◆ TASK REQUIREMENTS:
Please repeat exactly the lines below from the one containing "locate the window sill in the photo above" down to the one containing "locate the gold picture", both included, and nothing else.

◆ EXERCISE INPUT:
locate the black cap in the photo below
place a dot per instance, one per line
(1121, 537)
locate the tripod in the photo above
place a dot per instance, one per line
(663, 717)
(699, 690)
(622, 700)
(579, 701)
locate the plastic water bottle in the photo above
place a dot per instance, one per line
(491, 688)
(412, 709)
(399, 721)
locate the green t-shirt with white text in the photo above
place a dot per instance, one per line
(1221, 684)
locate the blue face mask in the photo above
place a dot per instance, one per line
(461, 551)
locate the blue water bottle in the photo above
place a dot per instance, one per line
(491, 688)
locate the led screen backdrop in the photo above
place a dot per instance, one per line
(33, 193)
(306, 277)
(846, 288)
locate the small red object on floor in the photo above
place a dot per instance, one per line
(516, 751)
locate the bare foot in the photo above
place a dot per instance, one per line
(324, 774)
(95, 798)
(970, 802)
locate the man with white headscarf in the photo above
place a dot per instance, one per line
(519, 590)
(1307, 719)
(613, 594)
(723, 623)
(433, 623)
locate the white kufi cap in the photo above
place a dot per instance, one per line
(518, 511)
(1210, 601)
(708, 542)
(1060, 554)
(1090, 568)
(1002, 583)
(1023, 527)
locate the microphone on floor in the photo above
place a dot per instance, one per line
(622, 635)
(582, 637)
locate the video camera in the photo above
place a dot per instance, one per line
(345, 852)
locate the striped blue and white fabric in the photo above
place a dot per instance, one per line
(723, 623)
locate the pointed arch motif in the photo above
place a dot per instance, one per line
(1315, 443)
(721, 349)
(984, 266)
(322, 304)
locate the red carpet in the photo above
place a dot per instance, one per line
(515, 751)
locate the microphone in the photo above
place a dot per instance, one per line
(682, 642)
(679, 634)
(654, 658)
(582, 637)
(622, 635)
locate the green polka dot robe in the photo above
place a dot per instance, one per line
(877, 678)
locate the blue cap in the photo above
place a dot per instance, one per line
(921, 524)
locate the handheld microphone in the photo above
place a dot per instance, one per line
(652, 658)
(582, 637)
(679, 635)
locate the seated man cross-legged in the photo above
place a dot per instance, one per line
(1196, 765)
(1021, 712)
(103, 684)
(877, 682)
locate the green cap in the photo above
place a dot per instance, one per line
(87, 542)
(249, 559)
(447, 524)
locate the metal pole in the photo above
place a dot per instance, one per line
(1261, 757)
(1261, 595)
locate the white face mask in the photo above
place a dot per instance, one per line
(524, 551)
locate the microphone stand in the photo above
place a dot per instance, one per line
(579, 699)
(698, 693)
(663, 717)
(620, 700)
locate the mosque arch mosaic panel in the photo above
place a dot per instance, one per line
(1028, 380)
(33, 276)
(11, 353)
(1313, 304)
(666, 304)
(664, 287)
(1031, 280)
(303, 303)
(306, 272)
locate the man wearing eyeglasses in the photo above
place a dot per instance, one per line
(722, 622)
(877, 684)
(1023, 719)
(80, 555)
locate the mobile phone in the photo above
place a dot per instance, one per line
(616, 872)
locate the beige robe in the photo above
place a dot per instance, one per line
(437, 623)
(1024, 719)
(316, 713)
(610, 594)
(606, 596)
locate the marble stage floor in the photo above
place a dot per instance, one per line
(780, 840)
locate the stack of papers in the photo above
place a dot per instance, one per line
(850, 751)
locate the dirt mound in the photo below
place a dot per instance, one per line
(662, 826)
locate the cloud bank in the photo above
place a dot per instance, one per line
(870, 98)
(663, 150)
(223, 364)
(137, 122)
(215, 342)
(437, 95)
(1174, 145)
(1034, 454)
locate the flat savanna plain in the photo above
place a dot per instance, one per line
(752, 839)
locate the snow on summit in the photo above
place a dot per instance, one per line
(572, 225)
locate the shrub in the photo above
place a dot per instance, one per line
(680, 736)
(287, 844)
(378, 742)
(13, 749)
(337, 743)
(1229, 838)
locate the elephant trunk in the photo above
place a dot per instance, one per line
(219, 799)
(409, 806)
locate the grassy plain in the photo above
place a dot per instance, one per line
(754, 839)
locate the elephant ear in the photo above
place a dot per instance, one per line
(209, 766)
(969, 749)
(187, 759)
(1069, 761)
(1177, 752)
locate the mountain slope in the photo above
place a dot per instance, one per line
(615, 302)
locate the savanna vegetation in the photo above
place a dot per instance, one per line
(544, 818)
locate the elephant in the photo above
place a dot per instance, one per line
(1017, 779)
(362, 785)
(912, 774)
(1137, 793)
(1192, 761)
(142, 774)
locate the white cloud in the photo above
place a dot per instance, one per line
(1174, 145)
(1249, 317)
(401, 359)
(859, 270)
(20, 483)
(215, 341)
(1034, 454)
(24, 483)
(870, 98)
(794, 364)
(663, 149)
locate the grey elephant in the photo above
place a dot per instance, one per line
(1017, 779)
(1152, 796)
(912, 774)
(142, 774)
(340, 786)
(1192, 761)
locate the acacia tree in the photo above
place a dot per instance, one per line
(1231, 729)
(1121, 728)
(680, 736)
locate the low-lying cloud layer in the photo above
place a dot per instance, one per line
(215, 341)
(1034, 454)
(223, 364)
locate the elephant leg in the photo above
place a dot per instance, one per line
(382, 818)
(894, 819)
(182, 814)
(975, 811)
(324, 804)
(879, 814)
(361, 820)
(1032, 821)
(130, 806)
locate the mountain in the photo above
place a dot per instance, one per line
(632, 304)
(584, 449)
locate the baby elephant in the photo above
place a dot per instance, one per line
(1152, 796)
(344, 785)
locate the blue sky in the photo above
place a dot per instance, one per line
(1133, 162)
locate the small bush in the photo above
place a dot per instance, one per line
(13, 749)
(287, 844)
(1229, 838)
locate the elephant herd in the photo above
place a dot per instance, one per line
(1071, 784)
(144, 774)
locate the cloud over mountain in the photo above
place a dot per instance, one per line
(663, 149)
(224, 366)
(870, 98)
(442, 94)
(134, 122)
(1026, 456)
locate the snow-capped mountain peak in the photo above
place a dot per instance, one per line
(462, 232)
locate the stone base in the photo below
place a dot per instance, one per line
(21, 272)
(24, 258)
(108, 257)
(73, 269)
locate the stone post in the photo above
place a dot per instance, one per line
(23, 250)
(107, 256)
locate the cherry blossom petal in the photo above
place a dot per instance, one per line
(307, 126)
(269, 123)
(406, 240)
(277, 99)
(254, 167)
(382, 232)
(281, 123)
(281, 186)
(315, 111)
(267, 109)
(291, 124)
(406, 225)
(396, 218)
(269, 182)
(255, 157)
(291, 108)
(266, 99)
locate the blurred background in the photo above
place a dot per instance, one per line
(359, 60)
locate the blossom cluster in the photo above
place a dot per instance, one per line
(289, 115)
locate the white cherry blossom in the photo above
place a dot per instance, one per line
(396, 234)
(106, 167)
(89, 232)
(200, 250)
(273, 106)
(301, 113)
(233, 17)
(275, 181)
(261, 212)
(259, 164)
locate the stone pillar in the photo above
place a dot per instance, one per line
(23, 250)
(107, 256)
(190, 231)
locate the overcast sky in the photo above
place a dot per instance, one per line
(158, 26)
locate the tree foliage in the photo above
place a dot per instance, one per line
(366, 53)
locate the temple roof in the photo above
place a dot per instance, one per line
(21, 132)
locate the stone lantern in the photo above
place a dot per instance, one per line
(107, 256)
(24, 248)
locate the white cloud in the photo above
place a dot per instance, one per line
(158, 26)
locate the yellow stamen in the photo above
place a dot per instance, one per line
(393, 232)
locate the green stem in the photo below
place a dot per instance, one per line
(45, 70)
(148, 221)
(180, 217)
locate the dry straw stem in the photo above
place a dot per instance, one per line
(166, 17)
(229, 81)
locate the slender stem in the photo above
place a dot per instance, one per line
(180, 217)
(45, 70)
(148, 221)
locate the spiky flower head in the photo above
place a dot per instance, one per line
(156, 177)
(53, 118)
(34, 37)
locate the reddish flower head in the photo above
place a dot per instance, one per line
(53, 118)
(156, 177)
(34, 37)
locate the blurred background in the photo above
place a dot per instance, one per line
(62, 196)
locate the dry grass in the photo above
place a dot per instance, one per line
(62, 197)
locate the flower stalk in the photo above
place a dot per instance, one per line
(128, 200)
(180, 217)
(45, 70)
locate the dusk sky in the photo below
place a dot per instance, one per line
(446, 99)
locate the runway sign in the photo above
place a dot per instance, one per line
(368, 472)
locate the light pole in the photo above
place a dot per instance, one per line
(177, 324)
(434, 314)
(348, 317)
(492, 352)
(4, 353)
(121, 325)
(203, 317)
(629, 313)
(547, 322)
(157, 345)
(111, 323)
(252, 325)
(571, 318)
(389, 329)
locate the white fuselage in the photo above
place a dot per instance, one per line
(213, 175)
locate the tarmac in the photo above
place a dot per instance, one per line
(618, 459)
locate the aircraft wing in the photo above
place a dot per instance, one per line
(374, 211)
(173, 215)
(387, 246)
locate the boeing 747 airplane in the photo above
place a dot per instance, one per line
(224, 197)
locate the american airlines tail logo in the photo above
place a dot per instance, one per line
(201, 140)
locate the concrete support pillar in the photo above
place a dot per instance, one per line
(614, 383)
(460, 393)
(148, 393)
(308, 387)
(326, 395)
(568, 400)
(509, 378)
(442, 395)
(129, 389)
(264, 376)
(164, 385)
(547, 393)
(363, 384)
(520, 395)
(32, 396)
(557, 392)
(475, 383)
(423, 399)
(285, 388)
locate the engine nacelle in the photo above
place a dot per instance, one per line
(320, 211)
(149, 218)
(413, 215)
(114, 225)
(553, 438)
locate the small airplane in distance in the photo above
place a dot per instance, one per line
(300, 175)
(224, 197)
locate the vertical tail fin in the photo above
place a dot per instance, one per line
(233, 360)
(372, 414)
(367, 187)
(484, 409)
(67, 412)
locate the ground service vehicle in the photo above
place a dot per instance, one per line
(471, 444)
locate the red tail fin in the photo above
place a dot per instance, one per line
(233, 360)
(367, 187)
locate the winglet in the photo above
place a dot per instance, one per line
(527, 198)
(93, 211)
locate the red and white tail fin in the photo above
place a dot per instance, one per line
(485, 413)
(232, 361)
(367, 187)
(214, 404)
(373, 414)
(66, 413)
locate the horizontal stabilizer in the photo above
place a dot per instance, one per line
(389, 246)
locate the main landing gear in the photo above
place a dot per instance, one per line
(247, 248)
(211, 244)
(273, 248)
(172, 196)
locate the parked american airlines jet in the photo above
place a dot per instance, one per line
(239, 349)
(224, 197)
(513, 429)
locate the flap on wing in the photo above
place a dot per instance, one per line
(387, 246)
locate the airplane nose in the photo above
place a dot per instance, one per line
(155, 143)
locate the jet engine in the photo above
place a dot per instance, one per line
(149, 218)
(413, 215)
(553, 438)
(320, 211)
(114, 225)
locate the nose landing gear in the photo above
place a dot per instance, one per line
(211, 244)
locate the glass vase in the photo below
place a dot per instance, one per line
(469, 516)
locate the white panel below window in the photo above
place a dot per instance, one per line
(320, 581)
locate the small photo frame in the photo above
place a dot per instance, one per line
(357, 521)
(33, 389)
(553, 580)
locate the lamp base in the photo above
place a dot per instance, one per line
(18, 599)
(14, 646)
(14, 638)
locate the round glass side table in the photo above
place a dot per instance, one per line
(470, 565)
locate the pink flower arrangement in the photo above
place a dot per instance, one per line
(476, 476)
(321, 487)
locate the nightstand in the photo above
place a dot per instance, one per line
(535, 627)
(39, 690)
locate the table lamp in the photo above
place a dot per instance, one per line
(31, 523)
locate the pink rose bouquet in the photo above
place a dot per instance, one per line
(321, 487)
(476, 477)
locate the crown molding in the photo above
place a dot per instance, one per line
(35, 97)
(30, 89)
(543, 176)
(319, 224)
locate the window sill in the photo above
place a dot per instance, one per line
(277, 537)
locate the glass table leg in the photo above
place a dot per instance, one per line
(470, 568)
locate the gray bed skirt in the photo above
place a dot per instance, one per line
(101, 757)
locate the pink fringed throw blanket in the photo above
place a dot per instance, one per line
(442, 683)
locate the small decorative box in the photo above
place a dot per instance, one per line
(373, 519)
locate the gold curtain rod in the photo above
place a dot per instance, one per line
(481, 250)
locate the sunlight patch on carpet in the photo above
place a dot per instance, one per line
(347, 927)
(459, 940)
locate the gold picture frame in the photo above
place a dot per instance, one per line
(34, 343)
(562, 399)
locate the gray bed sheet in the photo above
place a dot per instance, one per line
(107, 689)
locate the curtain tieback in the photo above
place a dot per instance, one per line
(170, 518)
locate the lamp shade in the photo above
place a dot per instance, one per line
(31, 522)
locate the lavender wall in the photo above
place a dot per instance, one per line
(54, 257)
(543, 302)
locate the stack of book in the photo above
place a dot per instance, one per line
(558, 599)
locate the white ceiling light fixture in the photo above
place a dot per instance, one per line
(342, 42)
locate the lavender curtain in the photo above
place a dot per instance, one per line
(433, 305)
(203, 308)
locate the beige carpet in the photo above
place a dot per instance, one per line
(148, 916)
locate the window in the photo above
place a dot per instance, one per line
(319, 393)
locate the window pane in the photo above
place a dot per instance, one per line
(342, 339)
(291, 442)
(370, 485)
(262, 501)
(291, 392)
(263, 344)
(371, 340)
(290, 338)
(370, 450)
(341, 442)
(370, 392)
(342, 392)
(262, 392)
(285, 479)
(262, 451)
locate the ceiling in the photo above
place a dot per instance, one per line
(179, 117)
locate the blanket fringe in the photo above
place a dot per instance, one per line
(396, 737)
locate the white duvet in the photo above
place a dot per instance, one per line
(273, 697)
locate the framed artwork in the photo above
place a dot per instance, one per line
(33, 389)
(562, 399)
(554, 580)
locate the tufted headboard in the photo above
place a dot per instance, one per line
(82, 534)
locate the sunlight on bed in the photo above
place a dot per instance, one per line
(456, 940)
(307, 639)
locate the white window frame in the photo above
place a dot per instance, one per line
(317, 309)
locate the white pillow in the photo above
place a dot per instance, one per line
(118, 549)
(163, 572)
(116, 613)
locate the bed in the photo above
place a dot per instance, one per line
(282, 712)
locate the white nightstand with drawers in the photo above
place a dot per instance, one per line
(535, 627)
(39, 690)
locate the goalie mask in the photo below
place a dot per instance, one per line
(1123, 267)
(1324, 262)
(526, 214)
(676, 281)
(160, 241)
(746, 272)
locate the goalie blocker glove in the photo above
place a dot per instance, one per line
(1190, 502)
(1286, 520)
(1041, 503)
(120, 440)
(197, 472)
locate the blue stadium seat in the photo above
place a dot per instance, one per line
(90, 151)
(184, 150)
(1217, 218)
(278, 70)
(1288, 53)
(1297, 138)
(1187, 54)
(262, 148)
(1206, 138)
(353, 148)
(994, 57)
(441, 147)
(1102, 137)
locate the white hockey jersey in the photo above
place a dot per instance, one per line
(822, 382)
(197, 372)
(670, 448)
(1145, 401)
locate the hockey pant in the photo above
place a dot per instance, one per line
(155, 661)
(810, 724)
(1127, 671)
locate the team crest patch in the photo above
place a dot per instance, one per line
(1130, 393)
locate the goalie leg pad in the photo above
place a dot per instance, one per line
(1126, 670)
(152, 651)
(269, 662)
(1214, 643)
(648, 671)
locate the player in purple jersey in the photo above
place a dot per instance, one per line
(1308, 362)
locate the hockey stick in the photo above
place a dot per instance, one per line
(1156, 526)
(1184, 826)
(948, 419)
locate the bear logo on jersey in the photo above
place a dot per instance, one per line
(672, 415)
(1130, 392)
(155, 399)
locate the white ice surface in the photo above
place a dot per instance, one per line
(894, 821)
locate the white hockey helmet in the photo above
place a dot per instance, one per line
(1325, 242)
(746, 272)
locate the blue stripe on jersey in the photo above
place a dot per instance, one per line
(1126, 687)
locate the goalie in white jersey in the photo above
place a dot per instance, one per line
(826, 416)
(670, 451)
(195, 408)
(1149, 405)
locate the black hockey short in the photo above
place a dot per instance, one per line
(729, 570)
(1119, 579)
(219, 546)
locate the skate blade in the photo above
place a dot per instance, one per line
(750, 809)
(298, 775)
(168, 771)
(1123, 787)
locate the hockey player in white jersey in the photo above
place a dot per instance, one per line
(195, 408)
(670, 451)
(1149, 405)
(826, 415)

◆ RESULT FOR THIS EXERCISE:
locate the window sill in the photo above
place a dot per instance, one per line
(277, 537)
locate the glass table leg in the photo above
place a dot per instance, one per line
(470, 568)
locate the gray bed skirt in the photo above
place a dot per instance, one per line
(101, 757)
locate the pink fringed throw blanket in the photo above
place a dot per instance, one per line
(442, 683)
locate the small decorative box in the photo above
place a dot per instance, one per line
(373, 519)
locate the gold curtain rod in the photo above
place a dot per instance, one per line
(481, 250)
locate the sunlight patch on carpet in the photo above
place a dot per instance, one per line
(347, 927)
(459, 940)
locate the gold picture frame in the photo above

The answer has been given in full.